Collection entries
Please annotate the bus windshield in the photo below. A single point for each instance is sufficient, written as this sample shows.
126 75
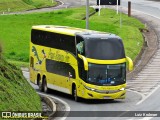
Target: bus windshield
104 49
106 74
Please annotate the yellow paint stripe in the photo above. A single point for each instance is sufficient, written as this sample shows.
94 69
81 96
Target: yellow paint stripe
118 61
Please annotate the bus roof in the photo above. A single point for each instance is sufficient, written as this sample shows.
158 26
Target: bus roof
64 29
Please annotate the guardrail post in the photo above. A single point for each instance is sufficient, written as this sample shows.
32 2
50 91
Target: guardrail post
129 8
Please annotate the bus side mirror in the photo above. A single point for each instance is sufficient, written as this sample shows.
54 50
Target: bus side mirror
85 61
130 65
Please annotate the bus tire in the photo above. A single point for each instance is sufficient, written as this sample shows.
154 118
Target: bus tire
76 98
44 85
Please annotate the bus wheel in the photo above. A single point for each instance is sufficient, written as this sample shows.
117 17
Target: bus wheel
44 85
76 98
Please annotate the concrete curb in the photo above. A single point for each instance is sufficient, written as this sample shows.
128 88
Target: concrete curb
50 103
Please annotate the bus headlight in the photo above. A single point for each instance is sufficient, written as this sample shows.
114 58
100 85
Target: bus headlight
92 89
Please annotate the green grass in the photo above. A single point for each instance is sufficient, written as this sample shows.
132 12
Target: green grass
16 94
21 5
15 29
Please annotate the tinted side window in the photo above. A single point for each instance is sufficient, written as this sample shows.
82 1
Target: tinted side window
54 40
59 68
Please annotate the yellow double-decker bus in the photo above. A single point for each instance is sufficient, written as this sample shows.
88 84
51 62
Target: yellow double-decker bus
84 63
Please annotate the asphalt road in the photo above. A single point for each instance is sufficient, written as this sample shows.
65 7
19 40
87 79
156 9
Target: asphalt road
132 102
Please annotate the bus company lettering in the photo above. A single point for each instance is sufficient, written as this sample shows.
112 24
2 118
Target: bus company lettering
58 57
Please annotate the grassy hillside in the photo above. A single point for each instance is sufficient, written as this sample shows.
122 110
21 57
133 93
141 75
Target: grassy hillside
20 5
16 94
15 29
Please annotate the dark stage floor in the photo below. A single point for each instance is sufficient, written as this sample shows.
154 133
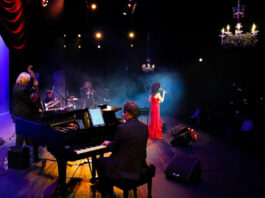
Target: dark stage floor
227 171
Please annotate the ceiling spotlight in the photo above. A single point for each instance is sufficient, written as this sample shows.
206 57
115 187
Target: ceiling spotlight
44 3
98 35
93 6
131 34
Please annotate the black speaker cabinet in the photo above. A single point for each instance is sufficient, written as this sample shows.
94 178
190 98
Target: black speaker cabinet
18 157
183 168
183 139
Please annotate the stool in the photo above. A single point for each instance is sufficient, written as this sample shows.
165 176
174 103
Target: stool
127 184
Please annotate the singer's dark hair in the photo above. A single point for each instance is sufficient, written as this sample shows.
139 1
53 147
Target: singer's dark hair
155 88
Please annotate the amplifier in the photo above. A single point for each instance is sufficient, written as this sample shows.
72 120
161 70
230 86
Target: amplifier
18 157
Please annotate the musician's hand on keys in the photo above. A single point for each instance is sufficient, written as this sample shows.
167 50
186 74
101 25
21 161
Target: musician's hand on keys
106 143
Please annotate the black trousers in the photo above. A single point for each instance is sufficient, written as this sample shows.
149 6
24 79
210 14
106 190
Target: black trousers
20 141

-- Given problem --
Pull out, word for word, the lines of the records starting at the line that contains "Please annotate the musician's" and ending at the final line of the records.

-- Expected output --
Please annotate the musician's hand on keys in the photo above. A single point for each instance is sufficient, written as this sample shows.
167 50
186 74
101 25
21 161
Target: musician's hand on keys
106 143
Please annotate the black trousers in the photo above. A single point for each instance is sufficient, written as this sample shows.
149 6
24 79
210 14
106 190
Target: black trousers
20 141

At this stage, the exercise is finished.